- [GIVEN PASSAGE]:
──────

'The Sun Is Also a Star': Film Review

A teen romance that never catches fire.

Yara Shahidi and Charles Melton play star-crossed lovers in Ry Russo-Young’s YA-inspired drama.

The team behind The Sun Is Also a Star didn’t set out to make a New York City tourist promo with a couple of great-looking actors traipsing around. But that is exactly what this generic, surprisingly flat romance resembles. And as talented as Yara Shahidi and Charles Melton are individually, they don’t have much chemistry as a pair of mismatched high school students — she believes in science, while he’s a romantic — who meet and fall for each other in the course of a single day. Those problems pretty much doom the film, based on Nicola Yoon’s best-selling YA novel.

Shahidi, who is such a strong presence in Black-ish and Grown-ish, plays Natasha, whose family is about to be deported back to Jamaica. They are scheduled to leave the next day, but Natasha is making one last desperate effort to reopen their case, meeting first with an immigration officer and later with a lawyer. Her voiceover sets up the story, as she says that the astronomer Carl Sagan was her hero, because he valued facts. Her allusions to science here and there in the film are literary devices that don’t translate well to the screen. She is also sentimental about the idea of home, which to her is New York. 

Melton (Riverdale) projects effortless charm as Daniel, who is heading off to a college interview. His parents, immigrants from South Korea, insist he should attend Dartmouth and become a doctor. All he wants to do is write poetry, as suggested by his roomful of books by Emily Dickinson and Walt Whitman.

He scribbles the phrase "Deus Ex Machina" in his notebook of poems. Later, when he spots Natasha wearing a jacket with that phrase emblazoned on the back, he sees it as fate and chases her out of Grand Central Station, where she has been staring at the stars painted on the ceiling. Grand Central is such a classic movie location that it can easily play as cliche, which it does here, especially when we see overhead shots of people walking around, and when the camera swirls around on ground level.

Daniel follows Natasha into the subway, down to Chinatown, past restaurants and streets crowded with food stands and delivery people on bikes. He avoids a stalker-y meeting by saving her from stepping in front of a speeding car, and she agrees to let him try to persuade her that love is real.

──────

- [PROVIDED DATA]:
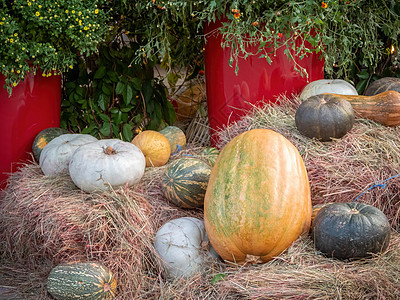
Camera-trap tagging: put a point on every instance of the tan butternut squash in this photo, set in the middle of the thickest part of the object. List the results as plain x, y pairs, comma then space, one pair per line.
383, 108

──────

Reproduce word for word the stretch of the film review from "A teen romance" through "best-selling YA novel.". The lines can be set aside here.

- [REPLY TO THE TASK]:
A teen romance that never catches fire.

Yara Shahidi and Charles Melton play star-crossed lovers in Ry Russo-Young’s YA-inspired drama.

The team behind The Sun Is Also a Star didn’t set out to make a New York City tourist promo with a couple of great-looking actors traipsing around. But that is exactly what this generic, surprisingly flat romance resembles. And as talented as Yara Shahidi and Charles Melton are individually, they don’t have much chemistry as a pair of mismatched high school students — she believes in science, while he’s a romantic — who meet and fall for each other in the course of a single day. Those problems pretty much doom the film, based on Nicola Yoon’s best-selling YA novel.